== TASK REQUIREMENTS ==
**a)** In the text on exercise and pre-eclampsia, update everything from "Among the findings, women" down to "no vigorous activity.", putting "intense" in place of "vigorous".
**b)** Write what comes next in the article on exercise and pre-eclampsia, starting after its final sentence.
══ TEXT ══
Can pre-eclampsia be caused by exercise?

altEvery modern pregnant woman knows that different physical exercises are useful for her and her future baby. Most of the gynecologists and the U.S. Department of Health and Human Services advise them to do exercise regularly during 2 hours per week while they are pregnant and after the birth of a baby. Surely, the physical load shouldn’t become some sort of marathon. Only moderate intensity is recommended.

Women have also to remember that the physical exercises should be at first approved by their doctor.

However, the recent research demonstrates that the strong physical activity may cause pre-eclampsia. We want to remind to you that pre-eclampsia is such condition that has the symptoms of increasing of the blood pressure level of a pregnant woman and a spate of protein in the urine. These symptoms are very dangerous because can become the reason of new born baby’s death or even of his mother. There are also such of them as swelling, headaches and the appearance of overweight, besides the enumerated symptoms. 

The study looked at the leisure-time physical activity of 85,139 pregnant women in Denmark, assessing the time spent exercising, what type of exercises the women did, and at what intensity.

Among the findings, women who did moderate-level activities for long durations had an elevated risk of severe pre-eclampsia, but there was no correlation between low levels of vigorous activity only (from one to 269 minutes per week) and having the condition.

Severe pre-eclampsia risk was also higher for women whose vigorous activities lasted more than 270 minutes per week, compared with women who did no vigorous activity.
═══
══ PROVIDED INFORMATION ══
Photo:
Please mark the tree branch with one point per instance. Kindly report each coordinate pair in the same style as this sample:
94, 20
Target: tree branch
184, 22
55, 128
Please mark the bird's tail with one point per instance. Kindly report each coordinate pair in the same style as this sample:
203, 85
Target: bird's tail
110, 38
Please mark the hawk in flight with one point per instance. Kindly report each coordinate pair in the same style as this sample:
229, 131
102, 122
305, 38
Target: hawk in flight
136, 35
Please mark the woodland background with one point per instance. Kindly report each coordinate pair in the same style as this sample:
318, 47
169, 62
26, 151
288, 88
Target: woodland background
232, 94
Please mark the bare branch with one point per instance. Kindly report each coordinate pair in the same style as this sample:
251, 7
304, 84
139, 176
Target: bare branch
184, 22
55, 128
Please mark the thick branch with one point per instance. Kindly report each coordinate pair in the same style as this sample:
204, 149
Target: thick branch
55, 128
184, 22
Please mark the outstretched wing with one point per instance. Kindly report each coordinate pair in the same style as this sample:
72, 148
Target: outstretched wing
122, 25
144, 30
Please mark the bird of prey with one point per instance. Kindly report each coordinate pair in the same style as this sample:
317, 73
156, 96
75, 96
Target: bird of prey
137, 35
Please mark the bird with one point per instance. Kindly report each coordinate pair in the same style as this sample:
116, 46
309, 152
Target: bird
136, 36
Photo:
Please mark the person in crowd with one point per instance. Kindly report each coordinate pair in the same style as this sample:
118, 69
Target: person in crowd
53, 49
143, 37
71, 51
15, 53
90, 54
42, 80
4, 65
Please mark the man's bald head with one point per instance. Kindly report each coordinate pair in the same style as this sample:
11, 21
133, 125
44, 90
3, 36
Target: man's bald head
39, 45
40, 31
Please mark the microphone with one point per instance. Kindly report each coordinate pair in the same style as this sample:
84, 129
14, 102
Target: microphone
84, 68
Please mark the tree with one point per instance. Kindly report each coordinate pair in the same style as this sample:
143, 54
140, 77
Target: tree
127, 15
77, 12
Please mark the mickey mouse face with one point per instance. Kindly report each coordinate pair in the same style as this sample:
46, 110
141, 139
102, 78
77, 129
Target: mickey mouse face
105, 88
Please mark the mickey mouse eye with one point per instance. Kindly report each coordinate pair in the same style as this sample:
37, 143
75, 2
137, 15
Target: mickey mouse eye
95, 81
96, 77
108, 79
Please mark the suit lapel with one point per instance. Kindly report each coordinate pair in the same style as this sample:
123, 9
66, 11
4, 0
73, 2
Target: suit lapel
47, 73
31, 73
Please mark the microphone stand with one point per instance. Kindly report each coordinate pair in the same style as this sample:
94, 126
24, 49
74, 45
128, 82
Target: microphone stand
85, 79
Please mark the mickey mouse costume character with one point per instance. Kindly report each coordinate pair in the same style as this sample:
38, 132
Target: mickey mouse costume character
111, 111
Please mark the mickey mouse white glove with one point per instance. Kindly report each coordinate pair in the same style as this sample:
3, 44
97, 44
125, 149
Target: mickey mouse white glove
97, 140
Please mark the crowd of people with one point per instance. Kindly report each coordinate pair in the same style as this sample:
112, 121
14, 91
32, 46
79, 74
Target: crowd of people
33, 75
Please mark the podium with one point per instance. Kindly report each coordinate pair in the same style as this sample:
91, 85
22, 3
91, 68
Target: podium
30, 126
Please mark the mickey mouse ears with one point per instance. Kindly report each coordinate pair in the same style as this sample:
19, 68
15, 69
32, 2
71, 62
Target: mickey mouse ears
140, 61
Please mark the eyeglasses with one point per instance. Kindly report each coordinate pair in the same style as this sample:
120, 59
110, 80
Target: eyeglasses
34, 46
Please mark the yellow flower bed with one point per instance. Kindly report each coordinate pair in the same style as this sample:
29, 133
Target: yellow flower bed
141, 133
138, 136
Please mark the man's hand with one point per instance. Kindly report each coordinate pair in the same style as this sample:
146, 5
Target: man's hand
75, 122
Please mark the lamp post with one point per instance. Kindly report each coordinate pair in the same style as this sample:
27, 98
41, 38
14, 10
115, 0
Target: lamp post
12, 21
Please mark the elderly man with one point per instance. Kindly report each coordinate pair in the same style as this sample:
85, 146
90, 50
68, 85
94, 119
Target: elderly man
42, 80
═══
== RESPONSES BY TASK ==
**a)**
Among the findings, women who did moderate-level activities for long durations had an elevated risk of severe pre-eclampsia, but there was no correlation between low levels of intense activity only (from one to 269 minutes per week) and having the condition.

Severe pre-eclampsia risk was also higher for women whose intense activities lasted more than 270 minutes per week, compared with women who did no intense activity.

**b)**
Exercise intensity levels were measured using metabolic equivalents, or the ratio of someone’s working metabolic rate compared with their resting metabolic rate. Researchers noticed a greater severe pre-eclampsia risk among women who came in at more than 40 Metabolic Equivalent Task hours per week, but saw a reduced risk among those in the range of 30 to 40 MET hours per week. Researchers estimated that about 40 MET hours per week was the equivalent of one hour of bicycling or 50 minutes of jogging per day. In addition, specific exercises were examined, with high levels of bicycling or brisk walking — more than 270 minutes per week — linked with a greater risk of severe pre-eclampsia.

In the study, published online this month in the British Journal of Obstetrics and Gynaecology, researchers wrote, \"We were not able to confirm that increasing leisure time physical activity in early pregnancy protects against pre-eclampsia. In fact, our data even suggest that leisure time physical activity exceeding 270 minutes/week in first trimester may increase the risk of severe pre-eclampsia.\"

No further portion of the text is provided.